BEGIN Source material
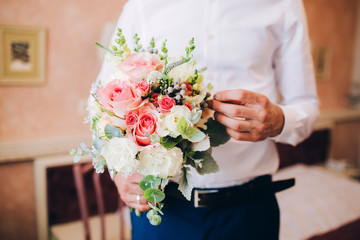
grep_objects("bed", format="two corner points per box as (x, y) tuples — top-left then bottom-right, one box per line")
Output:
(274, 132), (360, 240)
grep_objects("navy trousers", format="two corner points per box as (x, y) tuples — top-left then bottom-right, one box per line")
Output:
(131, 194), (280, 240)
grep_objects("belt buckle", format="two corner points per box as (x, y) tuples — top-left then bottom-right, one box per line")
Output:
(194, 189), (219, 208)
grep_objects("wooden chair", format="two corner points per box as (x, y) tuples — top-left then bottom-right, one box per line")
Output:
(73, 163), (126, 240)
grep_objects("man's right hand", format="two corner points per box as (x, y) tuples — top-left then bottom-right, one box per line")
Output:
(114, 173), (151, 212)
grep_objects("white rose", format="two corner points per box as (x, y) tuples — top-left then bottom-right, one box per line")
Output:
(101, 138), (139, 176)
(158, 105), (191, 138)
(139, 146), (183, 178)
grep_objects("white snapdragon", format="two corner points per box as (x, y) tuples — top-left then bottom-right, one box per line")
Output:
(168, 59), (196, 82)
(101, 138), (139, 176)
(158, 105), (191, 138)
(139, 146), (183, 178)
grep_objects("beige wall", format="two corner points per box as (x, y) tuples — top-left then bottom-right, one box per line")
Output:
(0, 0), (125, 142)
(304, 0), (360, 109)
(0, 0), (125, 240)
(0, 0), (358, 239)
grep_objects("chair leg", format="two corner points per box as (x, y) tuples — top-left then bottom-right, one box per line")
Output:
(73, 164), (90, 240)
(93, 172), (105, 240)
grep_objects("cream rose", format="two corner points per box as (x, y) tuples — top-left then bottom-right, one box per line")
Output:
(139, 146), (183, 178)
(101, 138), (139, 176)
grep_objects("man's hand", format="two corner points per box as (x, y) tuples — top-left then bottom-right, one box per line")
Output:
(114, 173), (150, 212)
(208, 89), (284, 142)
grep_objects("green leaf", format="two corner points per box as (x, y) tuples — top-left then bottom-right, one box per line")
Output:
(148, 202), (164, 215)
(194, 151), (219, 175)
(139, 175), (159, 191)
(205, 118), (231, 147)
(178, 167), (193, 201)
(183, 126), (206, 143)
(177, 117), (189, 134)
(74, 148), (82, 162)
(160, 135), (183, 149)
(177, 117), (206, 142)
(144, 188), (165, 203)
(149, 215), (161, 226)
(105, 124), (124, 139)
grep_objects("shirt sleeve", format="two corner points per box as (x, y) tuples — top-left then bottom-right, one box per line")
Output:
(272, 0), (319, 145)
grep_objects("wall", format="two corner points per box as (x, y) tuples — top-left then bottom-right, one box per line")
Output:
(0, 0), (125, 240)
(0, 0), (359, 239)
(304, 0), (360, 109)
(0, 0), (125, 142)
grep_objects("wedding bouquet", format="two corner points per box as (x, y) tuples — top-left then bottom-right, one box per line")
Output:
(71, 29), (230, 225)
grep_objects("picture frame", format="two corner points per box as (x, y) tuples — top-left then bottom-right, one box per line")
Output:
(0, 25), (46, 86)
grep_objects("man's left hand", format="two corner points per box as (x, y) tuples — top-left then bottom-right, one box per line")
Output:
(208, 89), (284, 142)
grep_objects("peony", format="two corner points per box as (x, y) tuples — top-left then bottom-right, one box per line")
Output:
(133, 108), (159, 146)
(118, 52), (164, 84)
(158, 95), (176, 113)
(101, 137), (139, 176)
(139, 145), (183, 178)
(158, 105), (191, 138)
(98, 80), (142, 117)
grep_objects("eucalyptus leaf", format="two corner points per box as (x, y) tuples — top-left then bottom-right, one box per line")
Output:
(144, 188), (165, 203)
(177, 117), (189, 134)
(160, 135), (183, 149)
(139, 175), (159, 191)
(182, 126), (206, 143)
(148, 202), (164, 215)
(105, 124), (124, 139)
(74, 148), (82, 162)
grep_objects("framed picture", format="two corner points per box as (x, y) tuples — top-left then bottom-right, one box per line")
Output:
(0, 25), (46, 85)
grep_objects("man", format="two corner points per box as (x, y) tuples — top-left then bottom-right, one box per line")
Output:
(100, 0), (318, 239)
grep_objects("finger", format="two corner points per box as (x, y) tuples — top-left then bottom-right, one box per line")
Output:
(214, 89), (267, 105)
(208, 100), (257, 119)
(226, 128), (263, 142)
(214, 112), (252, 132)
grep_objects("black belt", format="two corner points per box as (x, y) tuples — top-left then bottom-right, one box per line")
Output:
(165, 175), (295, 207)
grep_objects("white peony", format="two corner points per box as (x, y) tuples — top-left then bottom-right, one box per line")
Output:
(158, 105), (191, 138)
(139, 145), (183, 178)
(101, 138), (139, 176)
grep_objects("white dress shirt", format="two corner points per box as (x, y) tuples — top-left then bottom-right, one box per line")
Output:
(99, 0), (318, 188)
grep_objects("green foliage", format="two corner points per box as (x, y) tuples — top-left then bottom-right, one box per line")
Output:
(140, 175), (161, 191)
(160, 135), (183, 149)
(144, 188), (165, 203)
(105, 124), (124, 139)
(178, 167), (193, 201)
(134, 33), (142, 52)
(177, 117), (206, 143)
(205, 118), (231, 147)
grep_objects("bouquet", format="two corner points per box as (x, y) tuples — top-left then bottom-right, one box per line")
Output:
(71, 29), (230, 225)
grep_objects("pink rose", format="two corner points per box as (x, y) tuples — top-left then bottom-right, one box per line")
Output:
(184, 103), (192, 111)
(150, 93), (159, 106)
(133, 110), (159, 146)
(137, 81), (151, 97)
(118, 52), (164, 84)
(98, 80), (142, 117)
(158, 95), (176, 113)
(125, 111), (139, 128)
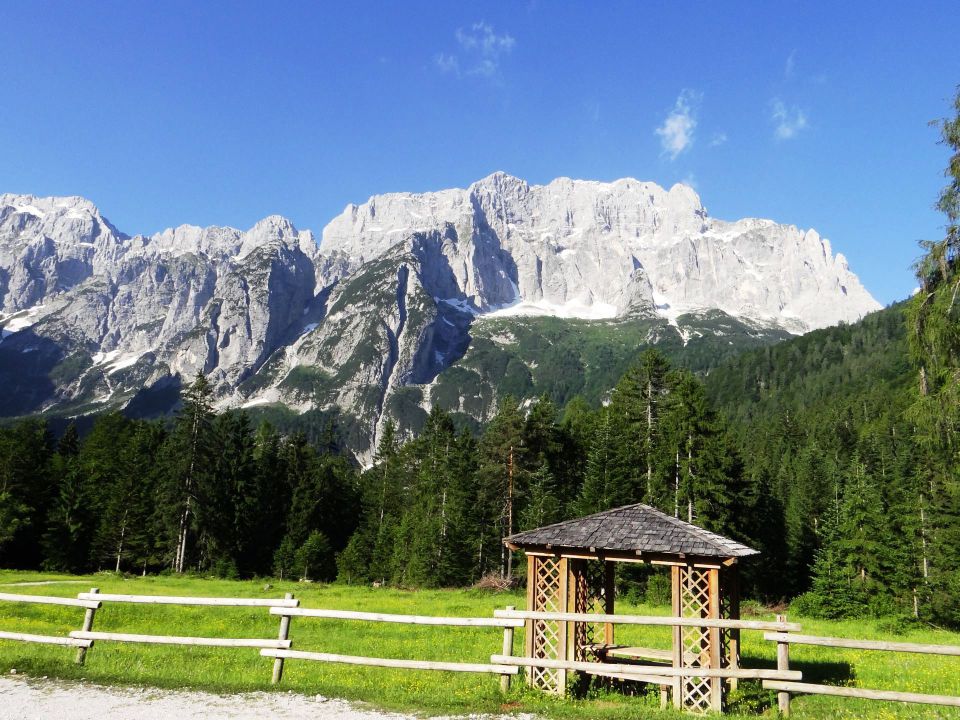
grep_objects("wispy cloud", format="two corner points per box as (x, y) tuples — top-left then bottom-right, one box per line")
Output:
(654, 90), (703, 160)
(770, 98), (807, 140)
(433, 20), (517, 78)
(783, 50), (797, 79)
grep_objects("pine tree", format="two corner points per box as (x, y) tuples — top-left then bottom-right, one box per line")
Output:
(473, 396), (529, 577)
(610, 348), (670, 507)
(163, 373), (215, 573)
(907, 88), (960, 623)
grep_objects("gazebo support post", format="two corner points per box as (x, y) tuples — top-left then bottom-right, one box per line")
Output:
(670, 565), (684, 710)
(603, 560), (617, 645)
(708, 568), (723, 712)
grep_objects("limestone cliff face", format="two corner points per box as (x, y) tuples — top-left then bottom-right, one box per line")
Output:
(0, 173), (879, 453)
(321, 173), (879, 332)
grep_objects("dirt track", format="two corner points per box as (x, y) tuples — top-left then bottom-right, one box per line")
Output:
(0, 676), (528, 720)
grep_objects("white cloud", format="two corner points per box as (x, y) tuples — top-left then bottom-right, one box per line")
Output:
(783, 50), (797, 78)
(433, 53), (460, 75)
(654, 90), (703, 160)
(710, 132), (727, 147)
(770, 98), (807, 140)
(434, 20), (517, 78)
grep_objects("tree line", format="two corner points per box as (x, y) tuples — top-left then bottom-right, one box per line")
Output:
(0, 350), (749, 586)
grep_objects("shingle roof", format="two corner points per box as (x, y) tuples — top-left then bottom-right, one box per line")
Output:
(505, 504), (759, 558)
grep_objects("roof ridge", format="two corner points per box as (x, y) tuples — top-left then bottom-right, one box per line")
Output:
(505, 503), (757, 557)
(644, 505), (746, 550)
END Source material
» **Stated problem**: Could you quote all of the data above word for word, leaving the pictures out?

» **Problem solution**:
grep_objects("bed", format="two corner points per box as (x, y) tuples — top-left then bottom-right, one box per line")
Output:
(274, 132), (360, 240)
grep_objects("navy trousers", format="two corner points per box as (x, y) tuples — top-left then bottom-right, one box per line")
Output:
(131, 194), (280, 240)
grep_objects("belt buckle", format="two corner points per box as (x, y) tuples — top-left then bottom-right, one box per line")
Output:
(194, 189), (219, 208)
grep_objects("wooden chair", format="two corner points per box as (x, y) tuples — top-left then bottom-right, one box per line")
Output:
(73, 163), (126, 240)
grep_objects("man's right hand", format="two corner points per box as (x, y) tuples — top-left then bottom-right, one box per line")
Output:
(114, 173), (151, 212)
grep_objects("white rose", format="two corner points per box as (x, y) tuples — top-left then bottom-right, one box per line")
Output:
(101, 138), (139, 176)
(158, 105), (191, 138)
(139, 146), (183, 178)
grep_objects("white snapdragon", format="two corner points per box as (x, y) tuples — top-left then bottom-right, one box per line")
Output:
(168, 59), (196, 82)
(101, 138), (139, 176)
(158, 105), (191, 138)
(139, 146), (183, 178)
grep_objects("beige wall", format="two corner points per box as (x, y) tuples — top-left then bottom-right, one box per line")
Output:
(0, 0), (125, 142)
(304, 0), (360, 109)
(0, 0), (125, 240)
(0, 0), (358, 239)
grep_objects("chair leg", format="two corner points per box as (x, y) tuples — top-left then bottom-right, one box per line")
Output:
(73, 164), (90, 240)
(93, 172), (105, 240)
grep_objects("cream rose", format="two corner points per box as (x, y) tuples — top-left then bottom-right, one box per line")
Output:
(139, 146), (183, 178)
(101, 138), (139, 176)
grep_objects("man's hand", format="two corner points per box as (x, y) tuples — top-left then bottom-right, one box per line")
Output:
(114, 173), (150, 212)
(208, 89), (284, 142)
grep_objects("green leaf", format="two corner points per box as (x, y) tuples — top-left then bottom-right, one box per line")
Output:
(148, 202), (164, 215)
(194, 151), (219, 175)
(139, 175), (159, 191)
(205, 118), (231, 147)
(178, 167), (193, 201)
(183, 126), (206, 143)
(177, 117), (189, 134)
(74, 148), (82, 162)
(160, 135), (183, 149)
(177, 117), (206, 142)
(144, 188), (165, 203)
(149, 215), (161, 226)
(105, 124), (124, 139)
grep_objects("shirt sleeve", format="two corner points per box as (x, y) tuples — top-left then bottom-right, one box per line")
Output:
(272, 0), (319, 145)
grep_objects("wall", format="two corner points per box as (x, y) tuples — top-left then bottom-right, one box per line")
Output:
(0, 0), (125, 240)
(0, 0), (359, 239)
(304, 0), (360, 109)
(0, 0), (125, 142)
grep_objects("wedding bouquet", format="two corner points per box as (x, y) tuples — top-left then bottom-right, one box per line")
Output:
(71, 29), (230, 225)
grep_objects("picture frame", format="two corner points per box as (x, y) tuples — top-left then bottom-right, one box per line")
Output:
(0, 25), (46, 86)
grep_objects("man's left hand", format="two corner points per box as (x, y) tuples — top-left then bottom-right, one box per line")
Output:
(208, 89), (284, 142)
grep_objects("peony", format="two corner points per box as (x, y) tuples — top-left then bottom-right, one box per line")
Output:
(133, 108), (159, 146)
(118, 52), (164, 84)
(158, 95), (176, 113)
(101, 137), (139, 176)
(139, 145), (183, 178)
(158, 105), (191, 138)
(98, 80), (142, 117)
grep_objects("eucalyptus leaf", format="two corner points per box as (x, y) tuples — top-left then bottom-right, one box per line")
Output:
(144, 188), (165, 203)
(177, 117), (189, 134)
(160, 135), (183, 149)
(139, 175), (159, 191)
(182, 126), (206, 143)
(148, 202), (164, 215)
(105, 124), (124, 139)
(74, 148), (82, 162)
grep_objects("framed picture", format="two corner points per box as (x, y) tuples — top-left then bottom-right, one box per line")
Output:
(0, 25), (46, 85)
grep_objects("man", format="two corner points per box as (x, y) tuples — top-left then bottom-right, one box per line")
Output:
(100, 0), (318, 239)
grep_objects("finger", format="two corner points per box as (x, y) tuples — top-left then bottom-right, one box per line")
Output:
(214, 89), (267, 105)
(208, 100), (257, 119)
(226, 128), (263, 142)
(214, 112), (252, 132)
grep_objects("black belt", format="two corner points per box as (x, y) tuples — top-left then bottom-right, one box per line")
Output:
(165, 175), (295, 207)
grep_objects("white peony", format="two corner points per box as (x, y) tuples — top-left then bottom-right, one box per line")
Output:
(158, 105), (191, 138)
(139, 145), (183, 178)
(101, 138), (139, 176)
grep_objects("white dress shirt", format="two corner points per box as (x, y) tuples — top-left then bottom-right, one box per line")
Output:
(99, 0), (318, 188)
grep_objects("green foliage", format="two corner points per box as (x, y) tuples — top-left then bottom-right, one box per line")
Output:
(140, 175), (161, 191)
(160, 135), (183, 149)
(144, 188), (165, 203)
(105, 124), (124, 139)
(178, 167), (193, 201)
(134, 33), (142, 52)
(177, 117), (206, 143)
(205, 118), (231, 147)
grep_objects("bouquet", format="two corner points per box as (x, y) tuples — top-left then bottom-right, one box per line")
Output:
(71, 29), (230, 225)
grep_objects("pink rose", format="two corner points per box as (x, y) tuples — top-left then bottom-right, one box per line")
Output:
(184, 103), (192, 111)
(150, 93), (159, 106)
(133, 110), (159, 146)
(137, 81), (151, 97)
(118, 52), (164, 84)
(98, 80), (142, 117)
(158, 95), (176, 113)
(125, 111), (139, 128)
grep_objects("wispy cloud", format="two corner points per box as (x, y) tuples — top-left then bottom-right, one box per line")
Output:
(654, 90), (703, 160)
(770, 98), (807, 140)
(433, 20), (517, 78)
(783, 50), (797, 79)
grep_objects("pine tree", format="two corner points per box as (x, y) tuples — top-left then bottom-right, one box per line")
Output:
(473, 396), (529, 577)
(610, 348), (670, 507)
(163, 373), (215, 573)
(907, 88), (960, 623)
grep_objects("gazebo support post", format="two corner points per box as (x, y) tuples — top-left then bottom-right, one box per line")
Output:
(670, 565), (684, 710)
(603, 560), (617, 645)
(708, 568), (723, 712)
grep_objects("limestone cliff face", format="two corner points per box as (x, y) tuples — top-left then bottom-right, one box per line")
Output:
(0, 173), (879, 453)
(321, 173), (879, 332)
grep_objects("dirt track", format="two corner points per box as (x, y) tuples — top-left then bottom-right, one box per line")
Output:
(0, 676), (528, 720)
grep_objects("white cloud", format="two corner points per box as (x, y) tuples — top-left then bottom-right, one box per line")
Output:
(783, 50), (797, 78)
(433, 53), (460, 75)
(654, 90), (703, 160)
(710, 132), (727, 147)
(770, 98), (807, 140)
(434, 20), (517, 78)
grep_objects("tree line", format="two corner points per box as (x, y) tuples — top-left then bottom-right, one box per line")
Output:
(0, 350), (749, 586)
grep_objects("shingle roof", format="two corner points per box as (x, y) tuples — top-left then bottom-right, one box per line")
Output:
(505, 504), (759, 558)
grep_objects("roof ridge", format="two corner points per box as (x, y) tuples — top-left then bottom-right, one box per line")
Output:
(505, 503), (757, 557)
(644, 505), (746, 550)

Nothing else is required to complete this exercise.